[Information supplied]

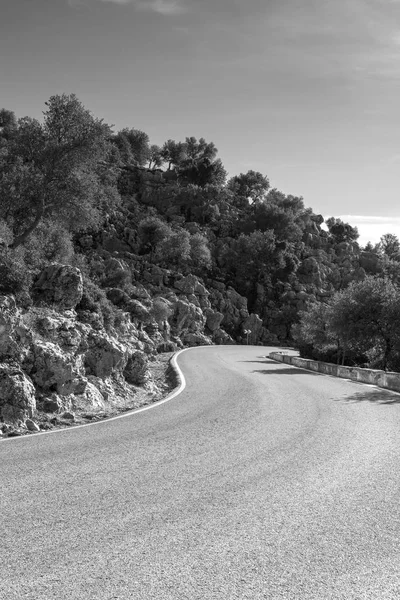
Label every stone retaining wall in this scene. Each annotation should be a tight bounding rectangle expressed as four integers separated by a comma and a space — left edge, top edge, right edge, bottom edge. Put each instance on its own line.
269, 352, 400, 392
* * *
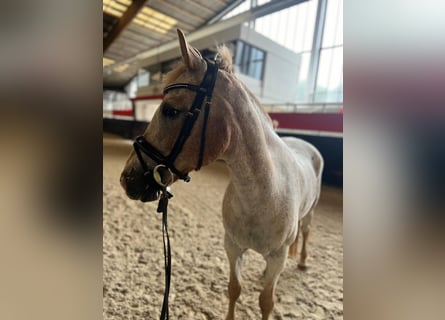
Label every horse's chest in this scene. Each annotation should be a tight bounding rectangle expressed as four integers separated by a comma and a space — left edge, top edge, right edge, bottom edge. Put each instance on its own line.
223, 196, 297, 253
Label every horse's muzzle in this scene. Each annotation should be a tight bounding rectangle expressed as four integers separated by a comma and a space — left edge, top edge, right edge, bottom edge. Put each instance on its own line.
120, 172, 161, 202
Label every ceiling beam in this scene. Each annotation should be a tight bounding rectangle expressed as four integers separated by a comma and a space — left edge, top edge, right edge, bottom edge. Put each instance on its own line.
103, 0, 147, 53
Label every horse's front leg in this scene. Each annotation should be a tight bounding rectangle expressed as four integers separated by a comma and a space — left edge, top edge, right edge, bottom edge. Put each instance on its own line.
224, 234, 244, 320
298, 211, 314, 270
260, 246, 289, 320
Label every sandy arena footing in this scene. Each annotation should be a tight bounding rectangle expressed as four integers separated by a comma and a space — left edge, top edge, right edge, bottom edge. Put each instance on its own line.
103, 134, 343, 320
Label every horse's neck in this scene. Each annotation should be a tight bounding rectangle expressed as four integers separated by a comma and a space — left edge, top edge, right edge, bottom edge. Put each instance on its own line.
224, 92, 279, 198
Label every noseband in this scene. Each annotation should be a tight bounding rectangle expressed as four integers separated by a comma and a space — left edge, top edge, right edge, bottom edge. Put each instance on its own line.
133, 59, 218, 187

[Directive] Could you turn the data into a Markdown table with the columns Row and Line, starting with the line containing "Label every horse's muzzle" and going on through the line containing "260, 246, 289, 320", with each line numbered and any blank lines left out?

[In response]
| Row | Line |
|---|---|
| 1 | Label every horse's muzzle in this scene. Each annotation should be a tight bounding rectangle expressed as four integers separated by a comma and a space — left edge, top edge, right edge, bottom edge. Put each instance on its own line. |
| 2 | 120, 172, 161, 202 |
| 3 | Label every ceiling beam in this scene. Each annotation should be a tight bounding rectangle expressed as four integers separated by a comma and a space — left edge, top edge, right edge, bottom edge. Put each instance on its own line. |
| 4 | 103, 0, 147, 53 |
| 5 | Label every horse's front leg in this scene. Each annotation should be a tight bounding rectangle expressed as four integers separated by a comma and a space — left edge, top edge, right edge, bottom edge. Put each instance on its own line. |
| 6 | 224, 234, 244, 320 |
| 7 | 298, 211, 314, 270 |
| 8 | 260, 246, 289, 320 |